[Start Passage given]

Phạm Văn Đồng (; 1 March 1906 – 29 April 2000) was a Vietnamese politician who served as Prime Minister of North Vietnam from 1955 to 1976. He later served as Prime Minister of Vietnam following reunification of North and South Vietnam from 1976 until he retired in 1987 under the rule of Lê Duẩn and Nguyễn Văn Linh. He was considered one of Hồ Chí Minh's closest lieutenants.

Early life 
According to an official report, Dong was born into a family of civil servants in Đức Tân village, Mộ Đức district, in Quảng Ngãi Province on the central coast on 1 March 1906.

In 1925 at the age of 18, he joined fellow students to stage a school sit-in to mourn the death of the famous patriotic scholar Phan Chu Trinh. About this time he developed an interest in the Communist party and in the unification of Vietnam. In 1926, he traveled to Guangzhou in southern China to attend a training course run by Nguyen Ai Quoc (later to be known as Ho Chi Minh), before being admitted as a member of the Vietnam Revolutionary Youth Association, the predecessor of the Communist Party of Vietnam (CPV).

In 1929, he worked for the revolutionary association in Saigon. In the same year, he was arrested, tried by the French colonial authorities and sentenced to ten years in prison. He served the term in Poulo Condor Island Prison until 1936 when he was released under the general amnesty granted by the government of the Popular Front in France after its recent electoral successes.

In 1936, he was released from prison, operating in Hanoi. In 1940, he secretly went to China with Võ Nguyên Giáp, joined the Indochinese Communist Party and was tasked by Ho Chi Minh to build a base at the Vietnam-China border.

In 1945, at the National People's Congress of Tân Trào, he was elected to the Standing Committee of 5 members of the National Committee for the Liberation, preparing for the August Revolution.

First Indochina War
Phạm Văn Đồng joined the Indochinese Communist Party in 1940 and then continued to take part in activities led by Ho Chi Minh. After Ho Chi Minh rose to power during the August Revolution in 1945, Phạm Văn Đồng was appointed minister of finance of the newly established government of the Democratic Republic of Vietnam (DRV), a position he occupied until 1946. Before he assumed the position of Minister of Finance, on May 31, 1946, he was the head of the delegation of the Democratic Republic of Vietnam at Fontainebleau (France) instead of Nguyễn Tường Tam who did not undertake the task, seeking an independent solution for Indochina. However, the conference failed because France did not give a definite answer to the deadline for the referendum in Cochinchina.

[End Passage given]

*Challenges*.
1. Reproduce the part of the Phạm Văn Đồng biography from "In 1925 at the" up to and including "recent electoral successes.".
2. Using the Phạm Văn Đồng biography, answer these:
(a) In what year did he travel to Guangzhou to attend a training course?
(b) In which prison did he serve his term?
(c) What ministerial post was he given in the new government after the August Revolution?
The records that follow have no connection to the Phạm Văn Đồng biography.

[Start Entries provided]

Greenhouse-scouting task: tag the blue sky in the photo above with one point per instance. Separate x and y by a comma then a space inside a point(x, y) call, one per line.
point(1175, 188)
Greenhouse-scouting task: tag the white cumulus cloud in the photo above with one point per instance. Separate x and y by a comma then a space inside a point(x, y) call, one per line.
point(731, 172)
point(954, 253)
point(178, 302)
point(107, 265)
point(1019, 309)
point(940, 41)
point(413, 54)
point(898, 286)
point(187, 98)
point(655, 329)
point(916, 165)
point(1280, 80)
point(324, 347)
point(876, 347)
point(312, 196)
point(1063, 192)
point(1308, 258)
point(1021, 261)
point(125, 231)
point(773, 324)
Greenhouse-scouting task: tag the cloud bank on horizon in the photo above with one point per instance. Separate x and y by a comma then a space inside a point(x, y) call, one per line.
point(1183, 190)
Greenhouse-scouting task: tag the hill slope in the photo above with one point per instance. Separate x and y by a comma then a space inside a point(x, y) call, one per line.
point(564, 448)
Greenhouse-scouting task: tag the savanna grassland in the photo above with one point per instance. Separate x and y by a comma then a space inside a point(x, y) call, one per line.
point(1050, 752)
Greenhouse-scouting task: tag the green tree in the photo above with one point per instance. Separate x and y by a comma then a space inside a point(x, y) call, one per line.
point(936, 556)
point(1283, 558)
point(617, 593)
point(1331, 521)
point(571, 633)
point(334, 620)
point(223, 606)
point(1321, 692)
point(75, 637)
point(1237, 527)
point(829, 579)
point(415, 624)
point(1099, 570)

[End Entries provided]
[Start Entries provided]

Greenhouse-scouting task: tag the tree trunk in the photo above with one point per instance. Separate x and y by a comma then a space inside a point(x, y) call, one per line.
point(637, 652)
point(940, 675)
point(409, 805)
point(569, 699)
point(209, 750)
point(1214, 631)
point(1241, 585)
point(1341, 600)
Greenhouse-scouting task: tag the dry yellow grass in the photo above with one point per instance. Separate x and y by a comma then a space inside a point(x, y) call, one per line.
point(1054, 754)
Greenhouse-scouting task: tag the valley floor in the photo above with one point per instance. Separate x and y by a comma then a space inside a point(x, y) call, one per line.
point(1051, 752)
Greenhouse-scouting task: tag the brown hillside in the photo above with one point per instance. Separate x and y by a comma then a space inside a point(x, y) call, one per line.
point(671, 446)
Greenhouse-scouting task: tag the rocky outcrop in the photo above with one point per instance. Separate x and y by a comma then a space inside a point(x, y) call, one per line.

[End Entries provided]
[Start Entries provided]

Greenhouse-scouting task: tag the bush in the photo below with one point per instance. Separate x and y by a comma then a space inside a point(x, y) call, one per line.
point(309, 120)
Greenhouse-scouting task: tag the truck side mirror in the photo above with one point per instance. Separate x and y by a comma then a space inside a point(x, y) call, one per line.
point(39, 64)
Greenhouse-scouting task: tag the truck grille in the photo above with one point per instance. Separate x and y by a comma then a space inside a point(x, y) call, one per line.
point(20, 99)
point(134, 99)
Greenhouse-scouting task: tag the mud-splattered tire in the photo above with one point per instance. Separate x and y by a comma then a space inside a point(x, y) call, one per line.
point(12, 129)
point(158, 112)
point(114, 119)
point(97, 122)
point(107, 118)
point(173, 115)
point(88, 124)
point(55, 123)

[End Entries provided]

*Answer set*.
1.
In 1925 at the age of 18, he joined fellow students to stage a school sit-in to mourn the death of the famous patriotic scholar Phan Chu Trinh. About this time he developed an interest in the Communist party and in the unification of Vietnam. In 1926, he traveled to Guangzhou in southern China to attend a training course run by Nguyen Ai Quoc (later to be known as Ho Chi Minh), before being admitted as a member of the Vietnam Revolutionary Youth Association, the predecessor of the Communist Party of Vietnam (CPV).

In 1929, he worked for the revolutionary association in Saigon. In the same year, he was arrested, tried by the French colonial authorities and sentenced to ten years in prison. He served the term in Poulo Condor Island Prison until 1936 when he was released under the general amnesty granted by the government of the Popular Front in France after its recent electoral successes.

2.
(a) 1926
(b) Poulo Condor Island Prison
(c) Minister of finance